• YOUR OBJECTIVE: Reproduce the material word for word, from the line that contains "one marker per instance, written like [982,4]" up to and including the last line.
┌──
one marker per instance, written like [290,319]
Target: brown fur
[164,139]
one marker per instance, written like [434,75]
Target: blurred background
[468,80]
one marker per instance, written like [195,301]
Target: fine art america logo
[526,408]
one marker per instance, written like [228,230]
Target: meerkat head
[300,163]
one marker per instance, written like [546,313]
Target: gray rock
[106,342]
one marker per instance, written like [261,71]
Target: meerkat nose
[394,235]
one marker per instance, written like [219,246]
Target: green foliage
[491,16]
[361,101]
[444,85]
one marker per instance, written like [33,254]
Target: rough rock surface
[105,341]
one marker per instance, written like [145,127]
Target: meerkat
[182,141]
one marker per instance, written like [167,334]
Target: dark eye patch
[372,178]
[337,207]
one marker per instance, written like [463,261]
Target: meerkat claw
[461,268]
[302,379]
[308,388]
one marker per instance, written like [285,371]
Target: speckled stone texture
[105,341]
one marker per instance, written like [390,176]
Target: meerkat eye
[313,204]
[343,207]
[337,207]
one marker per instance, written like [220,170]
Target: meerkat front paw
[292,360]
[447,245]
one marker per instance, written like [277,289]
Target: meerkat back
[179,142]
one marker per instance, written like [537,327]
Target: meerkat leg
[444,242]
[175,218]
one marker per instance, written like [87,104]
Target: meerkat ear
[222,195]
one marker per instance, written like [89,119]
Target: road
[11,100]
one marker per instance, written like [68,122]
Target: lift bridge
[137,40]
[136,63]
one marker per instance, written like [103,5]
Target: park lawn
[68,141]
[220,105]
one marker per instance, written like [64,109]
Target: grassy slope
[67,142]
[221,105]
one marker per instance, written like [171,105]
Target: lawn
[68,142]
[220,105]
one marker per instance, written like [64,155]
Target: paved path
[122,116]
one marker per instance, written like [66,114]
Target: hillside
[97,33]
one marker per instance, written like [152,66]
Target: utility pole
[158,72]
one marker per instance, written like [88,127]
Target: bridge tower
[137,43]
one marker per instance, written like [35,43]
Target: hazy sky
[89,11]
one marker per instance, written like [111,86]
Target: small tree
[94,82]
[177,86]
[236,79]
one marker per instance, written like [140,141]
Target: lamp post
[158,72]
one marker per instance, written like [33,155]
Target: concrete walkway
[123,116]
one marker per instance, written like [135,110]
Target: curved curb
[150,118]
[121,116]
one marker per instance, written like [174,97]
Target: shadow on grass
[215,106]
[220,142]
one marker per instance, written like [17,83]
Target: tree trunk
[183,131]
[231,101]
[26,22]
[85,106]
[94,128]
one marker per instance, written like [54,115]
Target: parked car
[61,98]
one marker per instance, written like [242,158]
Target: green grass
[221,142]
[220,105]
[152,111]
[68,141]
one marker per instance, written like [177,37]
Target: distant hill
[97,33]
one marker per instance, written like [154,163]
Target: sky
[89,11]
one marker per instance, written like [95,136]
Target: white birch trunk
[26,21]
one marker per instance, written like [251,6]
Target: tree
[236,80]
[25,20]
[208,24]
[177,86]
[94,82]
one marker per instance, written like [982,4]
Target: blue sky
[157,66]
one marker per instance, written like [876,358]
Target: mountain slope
└──
• SOLUTION FOR THIS TASK:
one marker per instance, written like [982,4]
Target: blue sky
[157,66]
one marker per instance, written like [876,358]
Target: mountain slope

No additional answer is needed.